→ READING TEXT:
§

What is Composability? Part 2: Scaling
The first article in this series - What is Composability? - made it sound like clear blue sky for Web3, but zooming out, in mid-2020 rising Ethereum fees threw a wrench in the Web3 Lego thesis, making it necessary for every L1 project (especially those like DAOs with complicated smart contracts) to face up to the prospect of multi-chain and cross-chain scaling.
Composability is theoretically distinct from scaling, but is only sustainable if transaction costs remain low, otherwise increasing activity on the network leads to diminishing returns as fees eat into principal value. This is what happened on Ethereum: even though it is still theoretically possible to arbitrage-using-an-Aave-flash-loan-to-short-on-Kwenta-powered-by-inverse-instruments-on-Synthetix in a single atomic transaction, the gas fee would be eye-watering. Because of this, many projects have shut down or launched on different chains: a technological Babel event that left Web3 speaking many different languages and fractured scarce security and liquidity resources.
High fees also impose significant restrictions on the growth and development of DAOs. For example, it’s notable that DAOs have not adopted dividends as a way of conferring value to members - despite it being well attested by companies - because it is too expensive to airdrop millions of transactions to token holders. Instead, DAOs have tended to use funds to burn tokens in a single transaction to elevate the price of the remaining holdings, but this is sub-optimal compared to dividends and has several significant downsides such as destabilizing a token’s monetary policy and artificially increasing interest rates.

§

→ Stored records:
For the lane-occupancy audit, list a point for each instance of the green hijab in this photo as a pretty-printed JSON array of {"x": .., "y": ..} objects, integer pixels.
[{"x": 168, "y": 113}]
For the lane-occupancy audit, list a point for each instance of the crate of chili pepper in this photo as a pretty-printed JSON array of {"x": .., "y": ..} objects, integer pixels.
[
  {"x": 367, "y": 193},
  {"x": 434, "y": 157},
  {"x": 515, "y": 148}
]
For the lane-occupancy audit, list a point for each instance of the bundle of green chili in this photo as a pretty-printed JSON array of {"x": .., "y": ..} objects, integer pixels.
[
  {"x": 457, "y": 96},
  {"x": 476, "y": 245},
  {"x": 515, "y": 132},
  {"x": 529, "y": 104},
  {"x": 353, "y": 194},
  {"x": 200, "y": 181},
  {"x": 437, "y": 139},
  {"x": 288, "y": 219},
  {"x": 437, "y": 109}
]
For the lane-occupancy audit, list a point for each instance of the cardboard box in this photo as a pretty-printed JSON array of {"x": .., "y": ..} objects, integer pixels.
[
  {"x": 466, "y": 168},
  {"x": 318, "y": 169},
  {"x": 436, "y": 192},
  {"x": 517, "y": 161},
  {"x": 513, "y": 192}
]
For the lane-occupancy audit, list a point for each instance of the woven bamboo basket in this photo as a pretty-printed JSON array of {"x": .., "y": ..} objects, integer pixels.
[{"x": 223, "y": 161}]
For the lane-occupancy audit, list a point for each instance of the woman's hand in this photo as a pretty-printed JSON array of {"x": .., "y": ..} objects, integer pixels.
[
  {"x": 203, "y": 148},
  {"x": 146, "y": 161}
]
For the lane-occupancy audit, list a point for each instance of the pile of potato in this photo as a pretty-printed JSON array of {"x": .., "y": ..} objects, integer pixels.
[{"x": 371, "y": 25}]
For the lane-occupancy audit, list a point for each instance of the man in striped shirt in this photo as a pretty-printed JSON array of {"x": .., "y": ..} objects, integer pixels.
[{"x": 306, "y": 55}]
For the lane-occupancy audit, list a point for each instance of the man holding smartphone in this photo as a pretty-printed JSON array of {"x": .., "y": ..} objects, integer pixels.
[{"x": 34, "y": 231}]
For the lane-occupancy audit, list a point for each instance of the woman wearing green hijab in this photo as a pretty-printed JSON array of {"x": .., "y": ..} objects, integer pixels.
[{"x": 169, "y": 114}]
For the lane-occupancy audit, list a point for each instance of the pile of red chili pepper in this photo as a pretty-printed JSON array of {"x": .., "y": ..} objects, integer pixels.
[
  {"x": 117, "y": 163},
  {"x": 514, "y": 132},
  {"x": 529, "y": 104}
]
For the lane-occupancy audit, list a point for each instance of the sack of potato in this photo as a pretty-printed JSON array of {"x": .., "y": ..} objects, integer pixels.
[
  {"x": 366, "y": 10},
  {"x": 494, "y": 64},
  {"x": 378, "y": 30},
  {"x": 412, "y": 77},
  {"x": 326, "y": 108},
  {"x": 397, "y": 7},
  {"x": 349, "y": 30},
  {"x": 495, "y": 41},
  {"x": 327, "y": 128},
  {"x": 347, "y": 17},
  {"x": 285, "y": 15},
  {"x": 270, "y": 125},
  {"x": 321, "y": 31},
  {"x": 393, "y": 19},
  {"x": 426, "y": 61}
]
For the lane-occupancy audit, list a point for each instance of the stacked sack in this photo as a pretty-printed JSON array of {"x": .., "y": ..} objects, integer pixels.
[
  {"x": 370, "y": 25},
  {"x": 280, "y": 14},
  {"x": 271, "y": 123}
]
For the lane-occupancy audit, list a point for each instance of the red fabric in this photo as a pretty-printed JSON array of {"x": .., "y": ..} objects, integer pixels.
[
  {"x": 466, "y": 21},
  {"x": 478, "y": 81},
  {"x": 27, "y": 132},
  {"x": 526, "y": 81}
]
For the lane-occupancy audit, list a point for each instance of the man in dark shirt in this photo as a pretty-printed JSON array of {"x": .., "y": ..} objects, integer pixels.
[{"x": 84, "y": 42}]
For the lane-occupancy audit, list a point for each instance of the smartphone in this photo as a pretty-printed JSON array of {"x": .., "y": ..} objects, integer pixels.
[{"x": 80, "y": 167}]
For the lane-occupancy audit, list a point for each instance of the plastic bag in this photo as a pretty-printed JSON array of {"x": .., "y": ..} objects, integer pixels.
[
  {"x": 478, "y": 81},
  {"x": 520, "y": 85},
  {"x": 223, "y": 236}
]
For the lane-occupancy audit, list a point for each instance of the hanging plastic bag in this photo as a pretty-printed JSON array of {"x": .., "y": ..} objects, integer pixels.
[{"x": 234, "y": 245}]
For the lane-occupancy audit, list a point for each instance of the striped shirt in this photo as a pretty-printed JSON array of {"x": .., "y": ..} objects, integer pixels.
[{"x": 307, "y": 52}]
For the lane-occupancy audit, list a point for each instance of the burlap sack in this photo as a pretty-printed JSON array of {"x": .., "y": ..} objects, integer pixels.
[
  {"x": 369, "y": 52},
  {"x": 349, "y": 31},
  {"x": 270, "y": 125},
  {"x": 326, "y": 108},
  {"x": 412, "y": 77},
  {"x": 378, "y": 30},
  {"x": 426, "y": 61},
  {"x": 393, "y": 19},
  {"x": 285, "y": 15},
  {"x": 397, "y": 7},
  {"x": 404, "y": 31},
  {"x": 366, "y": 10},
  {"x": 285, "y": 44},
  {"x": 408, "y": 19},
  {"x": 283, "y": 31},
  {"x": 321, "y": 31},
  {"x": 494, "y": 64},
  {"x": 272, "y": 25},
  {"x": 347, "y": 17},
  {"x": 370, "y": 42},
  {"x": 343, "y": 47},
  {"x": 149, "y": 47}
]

§

→ BRIEF: Quote the stretch from "What is Composability? Part" through "and cross-chain scaling." in the article on composability and scaling.

→ RESULT:
What is Composability? Part 2: Scaling
The first article in this series - What is Composability? - made it sound like clear blue sky for Web3, but zooming out, in mid-2020 rising Ethereum fees threw a wrench in the Web3 Lego thesis, making it necessary for every L1 project (especially those like DAOs with complicated smart contracts) to face up to the prospect of multi-chain and cross-chain scaling.